* _INSTRUCTIONS TO FOLLOW_:
Extract every line starting at the line that contains "Each instance receives one keypoint. Mark the eyeglasses" and ending with the final line of the data, inclusive; give only those lines, word for word.

* _RECORDS FOR THIS EXERCISE_:
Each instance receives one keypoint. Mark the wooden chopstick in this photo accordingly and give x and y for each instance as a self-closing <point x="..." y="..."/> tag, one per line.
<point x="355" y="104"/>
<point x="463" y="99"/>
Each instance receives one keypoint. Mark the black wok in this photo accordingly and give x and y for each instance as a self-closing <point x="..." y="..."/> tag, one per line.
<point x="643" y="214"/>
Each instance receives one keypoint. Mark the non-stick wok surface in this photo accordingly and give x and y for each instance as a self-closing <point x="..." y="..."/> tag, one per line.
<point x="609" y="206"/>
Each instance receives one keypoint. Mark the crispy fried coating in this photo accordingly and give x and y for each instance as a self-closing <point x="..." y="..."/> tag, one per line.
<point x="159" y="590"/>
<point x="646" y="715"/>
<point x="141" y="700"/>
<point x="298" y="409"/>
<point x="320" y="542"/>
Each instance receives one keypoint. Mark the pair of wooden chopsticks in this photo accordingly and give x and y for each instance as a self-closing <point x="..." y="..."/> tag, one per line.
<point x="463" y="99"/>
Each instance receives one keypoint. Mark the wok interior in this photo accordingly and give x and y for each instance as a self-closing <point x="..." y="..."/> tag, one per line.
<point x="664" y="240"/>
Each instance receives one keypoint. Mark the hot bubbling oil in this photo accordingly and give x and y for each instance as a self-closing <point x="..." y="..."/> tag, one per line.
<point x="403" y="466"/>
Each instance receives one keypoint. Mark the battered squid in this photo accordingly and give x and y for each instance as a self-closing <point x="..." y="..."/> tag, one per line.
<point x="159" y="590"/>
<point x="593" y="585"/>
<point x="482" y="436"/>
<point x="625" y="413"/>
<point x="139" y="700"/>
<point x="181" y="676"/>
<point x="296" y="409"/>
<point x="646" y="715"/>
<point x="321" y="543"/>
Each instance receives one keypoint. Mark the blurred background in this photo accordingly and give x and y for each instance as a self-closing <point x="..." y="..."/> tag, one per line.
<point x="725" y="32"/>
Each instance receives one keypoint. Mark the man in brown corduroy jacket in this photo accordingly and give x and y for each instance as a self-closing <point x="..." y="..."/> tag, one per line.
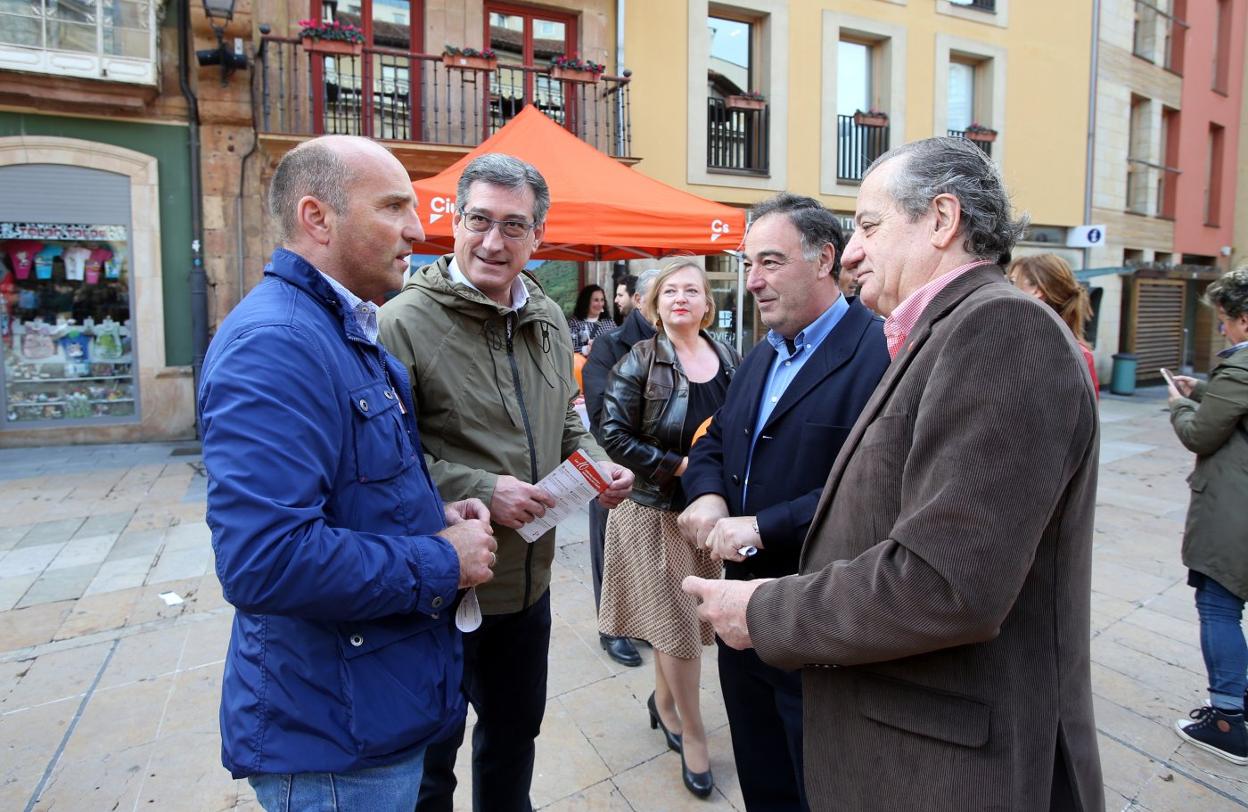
<point x="941" y="611"/>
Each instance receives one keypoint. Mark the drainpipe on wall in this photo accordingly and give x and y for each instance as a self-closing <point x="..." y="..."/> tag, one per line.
<point x="620" y="8"/>
<point x="1091" y="147"/>
<point x="199" y="278"/>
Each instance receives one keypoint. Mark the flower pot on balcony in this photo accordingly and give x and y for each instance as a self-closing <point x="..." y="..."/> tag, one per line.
<point x="870" y="120"/>
<point x="469" y="62"/>
<point x="332" y="46"/>
<point x="984" y="136"/>
<point x="744" y="102"/>
<point x="568" y="75"/>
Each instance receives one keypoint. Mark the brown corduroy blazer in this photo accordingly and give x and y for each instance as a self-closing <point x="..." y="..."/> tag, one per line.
<point x="941" y="613"/>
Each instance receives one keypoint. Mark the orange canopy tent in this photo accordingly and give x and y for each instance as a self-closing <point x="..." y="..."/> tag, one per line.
<point x="599" y="208"/>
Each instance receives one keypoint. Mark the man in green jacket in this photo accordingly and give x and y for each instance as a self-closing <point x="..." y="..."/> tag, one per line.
<point x="489" y="358"/>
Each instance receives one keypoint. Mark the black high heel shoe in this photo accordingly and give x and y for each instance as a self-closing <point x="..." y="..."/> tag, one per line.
<point x="700" y="783"/>
<point x="657" y="721"/>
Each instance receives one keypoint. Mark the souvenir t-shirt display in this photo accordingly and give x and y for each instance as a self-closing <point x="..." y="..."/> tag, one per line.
<point x="21" y="256"/>
<point x="44" y="261"/>
<point x="75" y="262"/>
<point x="95" y="263"/>
<point x="65" y="329"/>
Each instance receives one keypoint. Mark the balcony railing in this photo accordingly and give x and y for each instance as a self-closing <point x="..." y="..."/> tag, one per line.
<point x="980" y="142"/>
<point x="736" y="140"/>
<point x="1158" y="34"/>
<point x="393" y="95"/>
<point x="858" y="145"/>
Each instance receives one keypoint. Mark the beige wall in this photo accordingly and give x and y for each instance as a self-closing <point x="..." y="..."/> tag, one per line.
<point x="1042" y="104"/>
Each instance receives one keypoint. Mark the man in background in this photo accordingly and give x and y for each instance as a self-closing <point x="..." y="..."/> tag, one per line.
<point x="755" y="478"/>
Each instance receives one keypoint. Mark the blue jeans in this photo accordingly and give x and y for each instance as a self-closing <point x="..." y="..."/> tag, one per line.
<point x="382" y="788"/>
<point x="1222" y="642"/>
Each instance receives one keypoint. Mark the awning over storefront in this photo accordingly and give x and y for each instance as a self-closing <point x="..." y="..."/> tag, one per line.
<point x="599" y="208"/>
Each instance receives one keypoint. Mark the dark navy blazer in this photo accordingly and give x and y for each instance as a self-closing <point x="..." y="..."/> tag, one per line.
<point x="796" y="445"/>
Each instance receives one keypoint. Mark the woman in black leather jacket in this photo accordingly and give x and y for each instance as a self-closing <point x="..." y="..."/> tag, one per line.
<point x="657" y="398"/>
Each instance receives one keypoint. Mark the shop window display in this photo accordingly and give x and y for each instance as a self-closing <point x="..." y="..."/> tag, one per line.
<point x="65" y="323"/>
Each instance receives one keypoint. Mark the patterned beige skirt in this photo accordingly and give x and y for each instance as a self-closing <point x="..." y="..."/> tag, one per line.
<point x="644" y="561"/>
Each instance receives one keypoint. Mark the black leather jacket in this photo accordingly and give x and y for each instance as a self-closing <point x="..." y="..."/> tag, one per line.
<point x="644" y="415"/>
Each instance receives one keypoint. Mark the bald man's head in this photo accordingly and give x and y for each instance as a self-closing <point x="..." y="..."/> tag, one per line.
<point x="320" y="169"/>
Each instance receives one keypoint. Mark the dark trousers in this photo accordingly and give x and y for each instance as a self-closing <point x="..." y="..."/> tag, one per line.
<point x="504" y="679"/>
<point x="597" y="544"/>
<point x="764" y="716"/>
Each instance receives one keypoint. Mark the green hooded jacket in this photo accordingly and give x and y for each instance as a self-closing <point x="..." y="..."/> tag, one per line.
<point x="489" y="406"/>
<point x="1216" y="539"/>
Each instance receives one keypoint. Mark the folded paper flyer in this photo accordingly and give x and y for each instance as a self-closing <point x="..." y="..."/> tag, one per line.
<point x="573" y="484"/>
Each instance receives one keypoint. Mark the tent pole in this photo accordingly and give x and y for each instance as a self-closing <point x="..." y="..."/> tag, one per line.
<point x="740" y="299"/>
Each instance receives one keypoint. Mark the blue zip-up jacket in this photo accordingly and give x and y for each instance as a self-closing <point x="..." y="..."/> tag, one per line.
<point x="343" y="652"/>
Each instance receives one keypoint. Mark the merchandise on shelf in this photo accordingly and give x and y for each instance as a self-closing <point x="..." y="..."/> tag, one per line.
<point x="65" y="326"/>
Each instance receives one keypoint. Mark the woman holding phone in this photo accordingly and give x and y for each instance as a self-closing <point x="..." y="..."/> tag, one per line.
<point x="1211" y="419"/>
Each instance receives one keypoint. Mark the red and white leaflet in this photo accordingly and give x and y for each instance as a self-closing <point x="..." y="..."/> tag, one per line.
<point x="573" y="484"/>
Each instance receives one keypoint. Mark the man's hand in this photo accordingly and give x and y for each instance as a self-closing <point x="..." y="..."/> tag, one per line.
<point x="514" y="504"/>
<point x="620" y="487"/>
<point x="1186" y="386"/>
<point x="723" y="606"/>
<point x="729" y="535"/>
<point x="457" y="512"/>
<point x="698" y="519"/>
<point x="474" y="544"/>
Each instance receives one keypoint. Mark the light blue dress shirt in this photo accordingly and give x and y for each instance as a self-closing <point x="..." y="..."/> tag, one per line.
<point x="366" y="312"/>
<point x="785" y="367"/>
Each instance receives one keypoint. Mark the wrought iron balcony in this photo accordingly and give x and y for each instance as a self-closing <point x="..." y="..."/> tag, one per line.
<point x="393" y="95"/>
<point x="975" y="137"/>
<point x="856" y="146"/>
<point x="738" y="139"/>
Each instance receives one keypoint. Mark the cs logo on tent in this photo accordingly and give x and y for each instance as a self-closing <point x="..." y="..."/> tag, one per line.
<point x="441" y="207"/>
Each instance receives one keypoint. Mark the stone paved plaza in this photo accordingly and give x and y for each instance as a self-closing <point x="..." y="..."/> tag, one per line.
<point x="109" y="692"/>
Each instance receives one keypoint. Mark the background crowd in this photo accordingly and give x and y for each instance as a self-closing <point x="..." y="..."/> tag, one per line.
<point x="826" y="510"/>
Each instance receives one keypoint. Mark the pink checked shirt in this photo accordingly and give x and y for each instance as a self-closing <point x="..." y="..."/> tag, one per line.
<point x="905" y="316"/>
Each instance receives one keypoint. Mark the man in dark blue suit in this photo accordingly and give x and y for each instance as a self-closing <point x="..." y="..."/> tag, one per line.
<point x="755" y="478"/>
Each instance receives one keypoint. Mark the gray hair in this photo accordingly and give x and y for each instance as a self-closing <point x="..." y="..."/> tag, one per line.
<point x="509" y="172"/>
<point x="818" y="226"/>
<point x="1229" y="292"/>
<point x="644" y="281"/>
<point x="957" y="167"/>
<point x="311" y="170"/>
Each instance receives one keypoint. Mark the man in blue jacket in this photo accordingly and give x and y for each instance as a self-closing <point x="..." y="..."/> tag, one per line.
<point x="755" y="478"/>
<point x="331" y="541"/>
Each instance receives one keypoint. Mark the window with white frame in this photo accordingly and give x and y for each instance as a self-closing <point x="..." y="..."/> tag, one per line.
<point x="961" y="96"/>
<point x="94" y="39"/>
<point x="861" y="114"/>
<point x="970" y="99"/>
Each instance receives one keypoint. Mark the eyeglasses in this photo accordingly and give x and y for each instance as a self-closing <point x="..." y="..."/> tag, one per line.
<point x="509" y="228"/>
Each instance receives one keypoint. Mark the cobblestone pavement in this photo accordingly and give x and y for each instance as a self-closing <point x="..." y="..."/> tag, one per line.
<point x="109" y="692"/>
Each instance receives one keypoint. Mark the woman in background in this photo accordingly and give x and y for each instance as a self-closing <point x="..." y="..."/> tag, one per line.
<point x="1211" y="419"/>
<point x="588" y="322"/>
<point x="1050" y="280"/>
<point x="655" y="399"/>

* _RESPONSE AREA_:
Each instance receives one keypoint. Mark the eyeglasses in this photo accordingly and give x and y for each instance as a self-closing <point x="..." y="..."/> tag, one per line.
<point x="509" y="228"/>
Each instance receives one keypoint. Mark the cobblestone pavement in this photo accordingly and give x and y for each instance as a self-closing <point x="..." y="..."/> tag, one per line.
<point x="109" y="692"/>
Each instance receives one keypoint. Mark the woman in background in this photo accordingly and give x and y for each instance as a self-closing <point x="..." y="..."/> tag, one per line.
<point x="1211" y="419"/>
<point x="588" y="322"/>
<point x="1050" y="280"/>
<point x="655" y="399"/>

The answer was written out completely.